Given task
Extract every one of the lines below word for word, omitting the pictures from your answer.

Given data
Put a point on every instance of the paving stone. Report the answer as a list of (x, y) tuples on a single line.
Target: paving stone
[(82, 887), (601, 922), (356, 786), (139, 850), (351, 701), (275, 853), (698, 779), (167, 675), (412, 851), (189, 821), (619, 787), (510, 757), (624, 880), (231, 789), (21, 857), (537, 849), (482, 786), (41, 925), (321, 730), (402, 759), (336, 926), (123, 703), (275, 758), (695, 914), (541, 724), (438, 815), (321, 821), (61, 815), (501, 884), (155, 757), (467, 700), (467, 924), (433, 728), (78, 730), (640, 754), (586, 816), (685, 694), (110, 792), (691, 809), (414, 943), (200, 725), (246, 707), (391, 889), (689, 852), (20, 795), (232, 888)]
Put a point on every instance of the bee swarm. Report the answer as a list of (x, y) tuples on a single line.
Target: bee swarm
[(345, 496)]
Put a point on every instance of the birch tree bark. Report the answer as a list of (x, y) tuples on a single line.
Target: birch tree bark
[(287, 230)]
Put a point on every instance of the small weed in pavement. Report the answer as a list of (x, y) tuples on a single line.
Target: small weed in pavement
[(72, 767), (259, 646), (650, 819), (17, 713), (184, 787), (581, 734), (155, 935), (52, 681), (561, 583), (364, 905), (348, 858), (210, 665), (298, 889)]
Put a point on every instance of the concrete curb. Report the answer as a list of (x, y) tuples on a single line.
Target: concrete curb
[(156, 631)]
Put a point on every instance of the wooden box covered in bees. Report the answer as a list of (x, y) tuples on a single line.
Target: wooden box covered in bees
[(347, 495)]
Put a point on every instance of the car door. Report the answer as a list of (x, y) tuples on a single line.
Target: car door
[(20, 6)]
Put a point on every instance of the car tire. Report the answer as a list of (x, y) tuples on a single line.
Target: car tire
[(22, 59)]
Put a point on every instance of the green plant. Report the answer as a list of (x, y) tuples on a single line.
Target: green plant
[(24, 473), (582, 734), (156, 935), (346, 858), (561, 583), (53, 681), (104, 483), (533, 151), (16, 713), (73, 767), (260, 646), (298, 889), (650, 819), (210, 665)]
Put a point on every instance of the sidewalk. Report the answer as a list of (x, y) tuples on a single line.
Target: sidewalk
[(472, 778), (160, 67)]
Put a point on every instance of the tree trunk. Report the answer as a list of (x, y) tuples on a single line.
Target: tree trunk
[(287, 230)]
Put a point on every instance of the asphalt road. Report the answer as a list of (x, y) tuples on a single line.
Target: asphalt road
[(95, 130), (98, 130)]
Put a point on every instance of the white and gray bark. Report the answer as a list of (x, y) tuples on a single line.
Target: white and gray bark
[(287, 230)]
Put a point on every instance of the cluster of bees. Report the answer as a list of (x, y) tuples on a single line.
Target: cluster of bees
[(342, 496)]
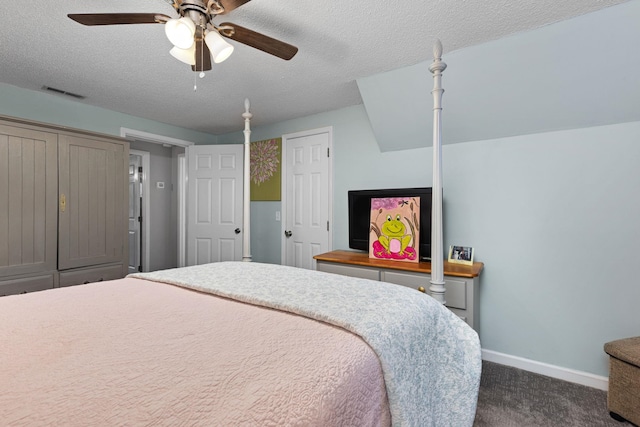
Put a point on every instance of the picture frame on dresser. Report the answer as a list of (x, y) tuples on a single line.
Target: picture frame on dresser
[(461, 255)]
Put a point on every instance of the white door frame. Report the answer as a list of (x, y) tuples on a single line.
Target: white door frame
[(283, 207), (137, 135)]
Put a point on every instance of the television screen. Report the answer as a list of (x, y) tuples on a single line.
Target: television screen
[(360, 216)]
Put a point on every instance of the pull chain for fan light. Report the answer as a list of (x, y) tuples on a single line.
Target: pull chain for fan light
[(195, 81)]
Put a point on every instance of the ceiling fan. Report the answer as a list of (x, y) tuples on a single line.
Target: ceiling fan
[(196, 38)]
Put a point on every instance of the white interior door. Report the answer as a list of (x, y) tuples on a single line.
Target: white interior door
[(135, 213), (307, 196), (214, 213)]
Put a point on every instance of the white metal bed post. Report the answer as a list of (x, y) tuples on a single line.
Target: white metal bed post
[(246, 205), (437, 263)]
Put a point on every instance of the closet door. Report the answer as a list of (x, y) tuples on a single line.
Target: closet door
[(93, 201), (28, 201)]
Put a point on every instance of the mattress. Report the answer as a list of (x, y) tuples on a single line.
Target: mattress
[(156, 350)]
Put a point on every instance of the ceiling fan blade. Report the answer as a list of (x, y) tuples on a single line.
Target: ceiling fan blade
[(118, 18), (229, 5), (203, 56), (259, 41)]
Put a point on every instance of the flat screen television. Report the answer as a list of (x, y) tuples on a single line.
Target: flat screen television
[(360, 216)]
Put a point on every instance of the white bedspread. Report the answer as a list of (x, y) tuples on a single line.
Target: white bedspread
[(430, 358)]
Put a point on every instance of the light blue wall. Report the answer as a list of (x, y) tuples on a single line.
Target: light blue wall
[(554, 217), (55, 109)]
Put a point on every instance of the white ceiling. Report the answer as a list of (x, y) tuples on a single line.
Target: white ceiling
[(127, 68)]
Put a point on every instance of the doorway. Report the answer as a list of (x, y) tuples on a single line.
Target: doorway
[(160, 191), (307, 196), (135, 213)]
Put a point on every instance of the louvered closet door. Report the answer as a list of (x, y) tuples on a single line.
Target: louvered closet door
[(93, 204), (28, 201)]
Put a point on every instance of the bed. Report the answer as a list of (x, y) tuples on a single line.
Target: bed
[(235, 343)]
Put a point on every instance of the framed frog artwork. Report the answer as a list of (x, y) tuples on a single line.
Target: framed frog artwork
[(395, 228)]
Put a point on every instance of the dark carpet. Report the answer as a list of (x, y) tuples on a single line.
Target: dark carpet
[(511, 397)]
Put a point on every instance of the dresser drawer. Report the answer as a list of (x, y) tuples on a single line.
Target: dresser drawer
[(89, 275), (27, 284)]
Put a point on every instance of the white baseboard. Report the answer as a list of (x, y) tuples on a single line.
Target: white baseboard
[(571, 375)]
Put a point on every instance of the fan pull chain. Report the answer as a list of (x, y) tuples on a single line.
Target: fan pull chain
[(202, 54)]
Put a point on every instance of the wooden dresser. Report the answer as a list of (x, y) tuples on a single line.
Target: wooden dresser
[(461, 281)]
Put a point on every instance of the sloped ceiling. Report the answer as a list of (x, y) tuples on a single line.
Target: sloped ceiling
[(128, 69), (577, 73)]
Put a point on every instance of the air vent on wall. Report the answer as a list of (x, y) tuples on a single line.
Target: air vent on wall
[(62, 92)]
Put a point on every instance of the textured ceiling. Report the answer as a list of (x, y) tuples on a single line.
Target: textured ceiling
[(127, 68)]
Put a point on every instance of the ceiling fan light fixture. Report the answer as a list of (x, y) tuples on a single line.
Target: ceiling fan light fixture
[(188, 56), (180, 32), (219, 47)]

Output for this task
Put a point on every instance of the paving stone. Report the answer as a list of (x, y) tuples on a single line.
Target: paving stone
[(82, 887), (601, 922), (356, 786), (139, 850), (351, 701), (275, 853), (698, 779), (167, 675), (412, 851), (189, 821), (619, 787), (510, 757), (624, 880), (231, 789), (21, 857), (537, 849), (482, 786), (41, 925), (321, 730), (402, 759), (336, 926), (123, 703), (275, 758), (695, 914), (541, 724), (438, 815), (321, 821), (61, 815), (501, 884), (155, 757), (467, 700), (467, 924), (433, 728), (78, 730), (640, 754), (586, 816), (685, 694), (110, 792), (691, 809), (414, 943), (200, 725), (246, 707), (391, 889), (689, 852), (20, 795), (232, 888)]
Put a point on every instance of the bee swarm. Report the answer as a list of (x, y) tuples on a single line.
Target: bee swarm
[(345, 496)]
Put a point on every instance of the birch tree bark. Report the answer as a list of (x, y) tuples on a single line.
Target: birch tree bark
[(287, 230)]
Put a point on every instance of the small weed in pavement. Report the answer as a list of (x, y) tuples on a single line.
Target: small weed in pavement
[(72, 767), (259, 646), (650, 819), (17, 713), (184, 787), (581, 734), (155, 935), (52, 681), (561, 583), (364, 905), (348, 858), (210, 665), (298, 889)]
Put a point on every instance of the concrete curb. Report the answer as a list of (x, y) tuples on a single line.
Target: concrete curb
[(156, 631)]
Put a point on every instance of the wooden box covered in bees. Report the answer as a list of (x, y) tuples on a single line.
Target: wooden box covered in bees
[(347, 495)]
Put a point on every instance of the car door. Report the answer as a list of (x, y) tuples on a single line.
Target: car door
[(20, 6)]
Put a point on every instance of the car tire. Report the answer as a list of (x, y) tuples on a single line.
Target: car tire
[(22, 59)]
Put a point on every instance of the green plant. Report the answer as a list of (x, y) tuples on a single line.
Target: green plant
[(24, 473), (582, 734), (156, 935), (346, 858), (561, 583), (53, 681), (104, 483), (533, 151), (16, 713), (73, 767), (260, 646), (298, 889), (650, 819), (210, 665)]
Put a point on every instance of the sidewalk. Report the answer as a list of (x, y) tuples on a single line.
Target: sidewalk
[(472, 778), (160, 67)]
Put a point on every instance of the tree trunk. Report the answer as a list of (x, y) tuples on a single line.
Target: tree trunk
[(287, 230)]
Put a point on every instance of the asphalt road. Report the answer as a list of (x, y) tuples on a single line.
Target: asphalt road
[(95, 130), (98, 130)]
Put a point on every instance of the white and gray bark. Report the answer as a list of (x, y) tuples on a single line.
Target: white and gray bark
[(287, 230)]
Put a point on every instance of the cluster of bees. Report the answer as a list of (x, y) tuples on a single line.
Target: cluster of bees
[(342, 496)]
Put a point on every instance of the picture frame on dresser. Report the answer as a list of (x, y) tuples on a single line.
Target: picture frame on dresser
[(461, 255)]
Put a point on every instance of the white door frame. Report the answer as a list of (x, y) tuples on a single line.
Target: white door frame
[(283, 207), (137, 135)]
Put a point on every instance of the television screen. Report the answer as a list of (x, y) tuples on a single line.
Target: television screen
[(360, 216)]
Put a point on every instance of the pull chain for fan light. Report the answer as a list of (x, y) tuples on a single line.
Target: pull chain for fan light
[(195, 81)]
Put a point on every instance of the ceiling fan. Report the answer as a list of (x, y) tuples on a single line.
Target: ceiling fan
[(196, 38)]
Put a point on every instance of the white interior door. Report the answer as a list of (x, y) tuples on a single line.
Target: white interior door
[(135, 213), (307, 196), (214, 213)]
Put a point on every instance of the white metal bed post. Report the answer as a list of (x, y) tuples on a single line.
Target: white metal bed post
[(246, 205), (437, 263)]
Put a point on every instance of the closet door. Report the answer as a list of (x, y) tuples on a single line.
Target: closet door
[(93, 201), (28, 201)]
Put a point on every instance of the mattress. Report the answer as a list of (x, y) tuples on a single line.
Target: mattress
[(156, 350)]
Put a point on every instance of the ceiling fan blade. Report the answer as a list of (x, y) tuples on a single line.
Target: ceiling fan blade
[(118, 18), (229, 5), (203, 56), (259, 41)]
Put a point on every instance of the flat screen television. Report the answer as a list of (x, y) tuples on a single line.
Target: flat screen television
[(360, 216)]
Put a point on every instance of the white bedspread. Report the answer as a list of (x, y) tuples on a single line.
Target: white bedspread
[(430, 358)]
Put a point on every instance of the light blue wall. Report the answer as a list of (x, y) tuples on a single line.
Target: light blue wall
[(554, 217), (55, 109)]
Put a point on every instance of the white ceiling. Report the answer as a list of (x, y) tuples on a single line.
Target: white ceiling
[(127, 68)]
Put a point on every instance of the doorway. Report the answer as a list of (x, y) tuples on a single line.
Target: doorway
[(160, 191), (307, 196), (135, 213)]
Put a point on every instance of the louvered closet door. Report the answer as a list of (x, y) tuples on a single line.
Target: louvered closet door
[(93, 204), (28, 201)]
Put a point on every instance of the bed. Report the answer as a list of (x, y) tuples on a single line.
Target: bed
[(235, 343)]
Put a point on every instance of the framed frog artwork. Report the answer as a list of (x, y) tuples on a single line.
Target: framed frog artwork
[(395, 228)]
Put a point on every instance of the dark carpet. Report the answer as a list of (x, y) tuples on a single line.
Target: dark carpet
[(511, 397)]
Put a point on every instance of the dresser drawer. Report the answer as a list of (x, y) tuples on a single line.
Target: dresser drawer
[(89, 275), (27, 284)]
Put a point on every instance of the white baseboard. Report the answer as a list of (x, y) tuples on a single line.
Target: white baseboard
[(571, 375)]
Put a point on every instance of the fan pull chain. Report the answer as a list of (x, y) tuples on a single line.
Target: fan pull chain
[(202, 54)]
Put a point on every instance of the wooden dresser. Report the answer as a list of (x, y) tuples on a single line.
Target: wooden dresser
[(461, 281)]
Put a point on every instance of the sloped ceiling. Report the answer as a list of (x, y) tuples on a single line.
Target: sloped ceiling
[(128, 69), (577, 73)]
Put a point on every instance of the air vent on wall. Report the answer as a list of (x, y) tuples on a single line.
Target: air vent on wall
[(62, 92)]
Put a point on every instance of the textured ceiling. Report the answer as a list of (x, y) tuples on a single line.
Target: textured ceiling
[(127, 68)]
Put a point on every instance of the ceiling fan light fixture. Report the answer as a list of (x, y) tuples on a single line.
Target: ceiling fan light fixture
[(188, 56), (180, 32), (219, 47)]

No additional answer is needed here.